■ **Exercise goal**
Rewrite the listing below as a JSON list of strings, one string per line, skipping blank lines.
______
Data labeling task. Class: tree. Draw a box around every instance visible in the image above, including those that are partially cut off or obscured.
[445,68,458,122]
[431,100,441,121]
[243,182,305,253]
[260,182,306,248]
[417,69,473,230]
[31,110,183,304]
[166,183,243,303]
______
■ **Solution below**
[
  "Data labeling task. Class: tree. Draw a box around every instance visible in the image above, including those that are partially cut off or obscured.",
  "[445,68,458,122]",
  "[431,100,441,121]",
  "[243,182,305,253]",
  "[260,182,306,248]",
  "[417,69,473,230]",
  "[31,110,183,304]",
  "[166,183,243,303]"
]